• [Brief] Below are some records. Return exactly the lines from the one containing "written like (844,418)." through the one containing "written like (757,93).", both included, and only those.

◆ ◆ ◆ ◆

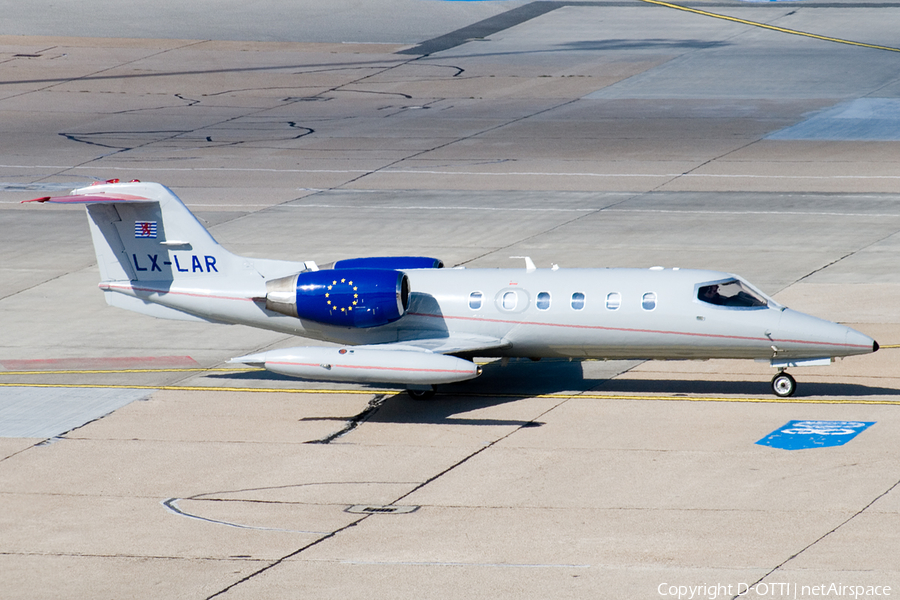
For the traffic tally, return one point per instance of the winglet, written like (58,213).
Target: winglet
(90,199)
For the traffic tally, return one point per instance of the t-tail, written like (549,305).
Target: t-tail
(156,258)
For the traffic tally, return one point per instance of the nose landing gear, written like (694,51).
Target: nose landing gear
(783,385)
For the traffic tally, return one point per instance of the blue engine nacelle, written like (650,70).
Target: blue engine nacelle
(390,262)
(364,297)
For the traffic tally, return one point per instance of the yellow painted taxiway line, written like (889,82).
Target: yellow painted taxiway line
(585,396)
(770,27)
(108,371)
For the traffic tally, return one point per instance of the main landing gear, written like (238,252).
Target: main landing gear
(422,394)
(783,385)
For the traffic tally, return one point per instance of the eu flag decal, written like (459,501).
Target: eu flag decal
(797,435)
(145,229)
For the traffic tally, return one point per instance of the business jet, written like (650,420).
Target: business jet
(408,321)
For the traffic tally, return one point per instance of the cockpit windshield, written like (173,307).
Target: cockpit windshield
(733,293)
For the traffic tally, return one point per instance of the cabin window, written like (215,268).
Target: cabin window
(510,299)
(475,300)
(733,293)
(613,301)
(577,301)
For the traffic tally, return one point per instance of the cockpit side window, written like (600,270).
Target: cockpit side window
(731,294)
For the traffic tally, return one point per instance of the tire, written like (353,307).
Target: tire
(783,385)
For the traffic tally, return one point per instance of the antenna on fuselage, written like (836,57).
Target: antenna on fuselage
(529,264)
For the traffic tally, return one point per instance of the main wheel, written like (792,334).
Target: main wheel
(783,385)
(421,394)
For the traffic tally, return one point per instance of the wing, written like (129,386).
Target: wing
(452,344)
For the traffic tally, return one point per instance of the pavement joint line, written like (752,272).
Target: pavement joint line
(387,170)
(661,398)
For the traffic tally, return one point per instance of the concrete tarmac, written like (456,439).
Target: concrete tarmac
(756,138)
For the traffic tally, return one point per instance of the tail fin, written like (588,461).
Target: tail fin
(149,245)
(143,232)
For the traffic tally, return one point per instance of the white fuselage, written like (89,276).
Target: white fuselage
(577,313)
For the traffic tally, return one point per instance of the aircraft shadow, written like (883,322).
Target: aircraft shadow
(522,379)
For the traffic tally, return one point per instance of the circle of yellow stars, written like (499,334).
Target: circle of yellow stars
(349,307)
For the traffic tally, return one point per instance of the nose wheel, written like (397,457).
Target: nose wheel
(783,385)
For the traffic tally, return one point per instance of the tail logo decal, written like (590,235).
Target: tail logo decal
(146,229)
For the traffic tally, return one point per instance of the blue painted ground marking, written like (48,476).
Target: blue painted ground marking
(797,435)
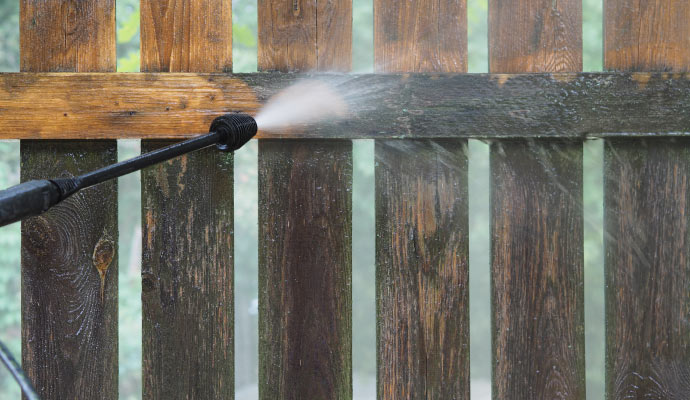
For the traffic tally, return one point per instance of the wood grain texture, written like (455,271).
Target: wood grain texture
(647,268)
(399,106)
(67,35)
(537,270)
(186,36)
(69,254)
(69,311)
(422,235)
(304,35)
(535,36)
(537,231)
(188,218)
(187,276)
(420,36)
(305,269)
(646,35)
(422,259)
(646,219)
(305,219)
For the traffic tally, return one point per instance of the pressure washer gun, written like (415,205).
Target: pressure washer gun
(228,132)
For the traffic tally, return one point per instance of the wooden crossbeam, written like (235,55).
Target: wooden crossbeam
(179,105)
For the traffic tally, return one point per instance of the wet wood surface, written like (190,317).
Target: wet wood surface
(537,270)
(422,234)
(415,105)
(69,254)
(188,219)
(646,219)
(305,218)
(422,269)
(305,257)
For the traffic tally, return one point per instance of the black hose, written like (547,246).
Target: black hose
(17,372)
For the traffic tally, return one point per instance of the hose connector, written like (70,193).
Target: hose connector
(236,129)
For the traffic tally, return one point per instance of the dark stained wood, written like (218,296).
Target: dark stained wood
(422,259)
(536,221)
(69,254)
(305,257)
(302,35)
(422,235)
(151,105)
(535,36)
(537,270)
(646,219)
(186,36)
(188,219)
(420,36)
(647,268)
(305,219)
(187,276)
(69,311)
(646,35)
(67,35)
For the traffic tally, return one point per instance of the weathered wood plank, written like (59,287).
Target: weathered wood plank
(187,276)
(67,36)
(69,276)
(305,219)
(305,256)
(537,261)
(188,220)
(151,105)
(422,269)
(422,234)
(69,254)
(647,218)
(186,36)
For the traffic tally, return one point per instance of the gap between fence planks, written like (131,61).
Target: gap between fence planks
(646,218)
(537,272)
(70,253)
(187,212)
(180,105)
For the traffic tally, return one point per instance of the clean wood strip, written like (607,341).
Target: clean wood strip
(69,254)
(187,210)
(305,219)
(646,218)
(422,234)
(536,219)
(153,105)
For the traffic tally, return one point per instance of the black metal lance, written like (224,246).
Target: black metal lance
(228,132)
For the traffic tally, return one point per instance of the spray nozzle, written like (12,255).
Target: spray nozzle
(236,130)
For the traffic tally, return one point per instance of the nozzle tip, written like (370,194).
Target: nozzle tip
(236,130)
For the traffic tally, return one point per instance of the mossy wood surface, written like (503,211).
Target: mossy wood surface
(416,105)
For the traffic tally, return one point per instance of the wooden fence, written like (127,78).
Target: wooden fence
(69,255)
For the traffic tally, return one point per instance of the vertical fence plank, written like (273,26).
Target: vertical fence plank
(187,210)
(305,219)
(646,218)
(537,221)
(422,241)
(69,254)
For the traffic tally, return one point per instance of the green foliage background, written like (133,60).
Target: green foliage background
(244,59)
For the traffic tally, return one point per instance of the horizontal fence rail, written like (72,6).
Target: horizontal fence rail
(414,105)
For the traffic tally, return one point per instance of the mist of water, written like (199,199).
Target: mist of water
(323,100)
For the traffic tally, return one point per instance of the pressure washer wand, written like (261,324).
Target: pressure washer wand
(228,132)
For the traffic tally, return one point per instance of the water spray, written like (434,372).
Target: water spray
(228,132)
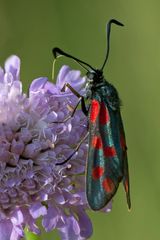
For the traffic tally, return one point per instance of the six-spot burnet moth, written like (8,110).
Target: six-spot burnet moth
(107,163)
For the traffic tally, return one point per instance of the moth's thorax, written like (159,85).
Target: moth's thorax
(98,88)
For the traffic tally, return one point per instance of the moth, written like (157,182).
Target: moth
(107,163)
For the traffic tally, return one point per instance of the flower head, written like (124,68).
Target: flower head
(31,143)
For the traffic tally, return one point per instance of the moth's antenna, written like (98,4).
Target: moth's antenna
(57,51)
(108,38)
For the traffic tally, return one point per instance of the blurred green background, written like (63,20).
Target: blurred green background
(31,29)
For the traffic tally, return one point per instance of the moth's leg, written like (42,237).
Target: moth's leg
(75,150)
(80,100)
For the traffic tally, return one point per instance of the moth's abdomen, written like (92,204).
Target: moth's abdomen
(103,168)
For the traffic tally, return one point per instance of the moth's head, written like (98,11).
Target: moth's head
(95,76)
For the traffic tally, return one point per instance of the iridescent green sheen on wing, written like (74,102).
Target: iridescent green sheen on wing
(111,157)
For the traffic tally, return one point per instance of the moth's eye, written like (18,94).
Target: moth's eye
(90,75)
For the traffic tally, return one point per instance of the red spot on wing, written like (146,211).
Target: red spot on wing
(95,108)
(97,142)
(104,114)
(97,172)
(126,185)
(109,151)
(108,185)
(122,142)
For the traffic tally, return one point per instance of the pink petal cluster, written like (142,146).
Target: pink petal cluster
(31,143)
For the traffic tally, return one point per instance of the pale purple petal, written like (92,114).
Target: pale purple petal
(71,231)
(6,228)
(50,220)
(12,65)
(37,210)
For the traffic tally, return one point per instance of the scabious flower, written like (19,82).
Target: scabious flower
(31,143)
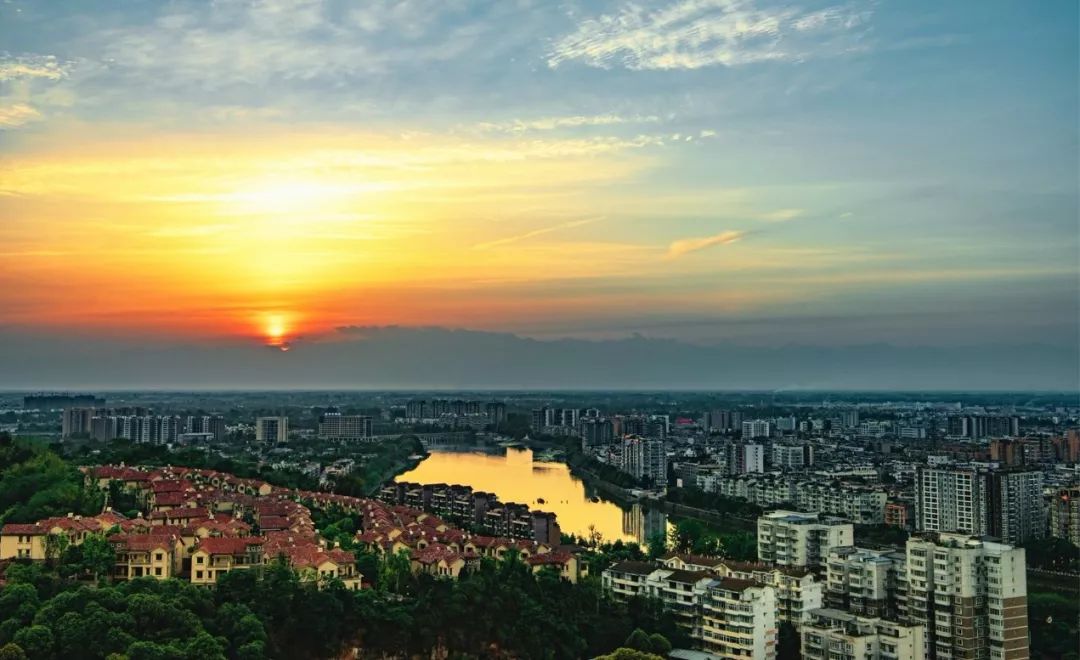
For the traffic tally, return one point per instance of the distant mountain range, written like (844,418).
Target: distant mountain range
(436,358)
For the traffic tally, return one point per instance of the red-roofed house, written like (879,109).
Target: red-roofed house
(217,555)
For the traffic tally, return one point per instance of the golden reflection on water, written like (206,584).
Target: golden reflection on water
(515,477)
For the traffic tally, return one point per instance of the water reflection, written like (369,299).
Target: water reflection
(549,486)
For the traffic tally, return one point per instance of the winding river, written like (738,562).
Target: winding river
(514,476)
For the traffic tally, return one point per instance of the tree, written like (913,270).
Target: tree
(658,546)
(660,644)
(12,651)
(98,557)
(37,641)
(629,654)
(638,641)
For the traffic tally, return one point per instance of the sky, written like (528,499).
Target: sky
(716,172)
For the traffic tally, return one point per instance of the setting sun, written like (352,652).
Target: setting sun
(275,330)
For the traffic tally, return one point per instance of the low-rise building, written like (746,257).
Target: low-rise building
(835,634)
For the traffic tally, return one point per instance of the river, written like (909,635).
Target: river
(515,477)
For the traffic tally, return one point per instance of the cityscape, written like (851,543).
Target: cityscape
(758,524)
(539,330)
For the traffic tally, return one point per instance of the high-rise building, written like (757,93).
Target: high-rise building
(970,595)
(977,427)
(1016,509)
(337,427)
(792,457)
(756,428)
(744,458)
(834,634)
(596,431)
(76,421)
(1065,514)
(271,429)
(788,538)
(952,500)
(863,581)
(416,409)
(739,619)
(496,412)
(645,458)
(850,418)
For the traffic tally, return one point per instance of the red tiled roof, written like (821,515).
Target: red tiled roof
(223,544)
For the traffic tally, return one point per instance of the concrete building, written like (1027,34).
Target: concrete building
(792,457)
(729,617)
(1016,509)
(863,581)
(839,635)
(76,421)
(756,428)
(788,538)
(271,429)
(952,500)
(739,619)
(970,595)
(345,428)
(645,459)
(1065,514)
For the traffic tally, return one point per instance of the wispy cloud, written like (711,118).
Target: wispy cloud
(696,34)
(684,246)
(536,232)
(552,123)
(16,115)
(32,66)
(781,215)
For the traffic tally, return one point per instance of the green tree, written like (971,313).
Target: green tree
(638,641)
(12,651)
(660,644)
(37,641)
(98,557)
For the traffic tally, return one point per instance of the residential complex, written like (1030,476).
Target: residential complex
(790,538)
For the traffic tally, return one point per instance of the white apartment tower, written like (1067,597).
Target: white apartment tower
(788,538)
(271,429)
(952,500)
(970,594)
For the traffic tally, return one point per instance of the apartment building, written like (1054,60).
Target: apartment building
(271,429)
(952,500)
(970,595)
(1016,509)
(739,619)
(217,555)
(158,555)
(797,590)
(863,581)
(835,634)
(788,538)
(345,428)
(1064,514)
(729,617)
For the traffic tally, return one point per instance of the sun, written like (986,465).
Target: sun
(275,330)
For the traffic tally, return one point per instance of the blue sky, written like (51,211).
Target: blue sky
(766,173)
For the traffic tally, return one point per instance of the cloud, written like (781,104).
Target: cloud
(696,34)
(551,123)
(13,67)
(781,215)
(17,115)
(684,246)
(535,232)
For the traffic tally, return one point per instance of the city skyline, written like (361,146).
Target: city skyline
(205,179)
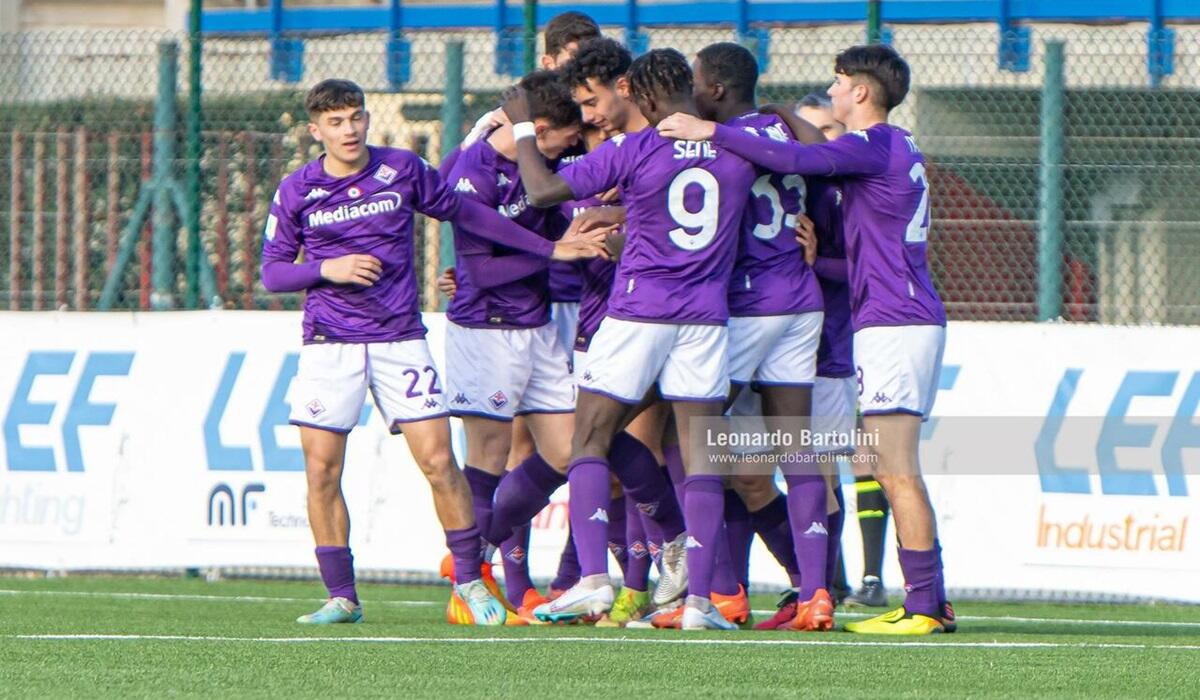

◆ ◆ ◆ ◆

• [Written solution]
For the traffic tally, return one point per instance of the distant mountain range, written like (844,418).
Target: distant mountain range
(436,358)
For the traffic tally, return one point per instance of the red-roofed house, written like (879,109).
Target: red-roofed house
(217,555)
For the traffic tally, return one point per instance of the golden reflection on water, written like (206,584).
Target: golden reflection on water
(515,477)
For the traffic tally, return one point per instance of the water reflection, written like (369,299).
Target: water reflection
(549,486)
For the traffic tally, return one point per instance of the winding river, written like (738,562).
Target: winding river
(514,476)
For the traffic tally, return one point per instance of the tree, written like (913,270).
Target: tree
(658,546)
(660,644)
(12,651)
(98,557)
(37,641)
(629,654)
(638,641)
For the traffic tally, return one point per instance of the sky, written like (528,499).
Target: sky
(716,172)
For the traffic tally, return one point per instance of the setting sun, written like (352,652).
Target: setting sun
(275,330)
For the traffic tally, return one point per instance of the low-rise building, written like (746,257).
Target: low-rise building
(835,634)
For the traffic tally, return one point per instance of the river, written like (909,635).
Target: river
(515,477)
For the traffic tally, return one point per instance of the cityscape, written like (851,543).
Target: cityscape
(758,524)
(539,330)
For the traffic tally, return one point per instance of the high-rise building, written like (757,93).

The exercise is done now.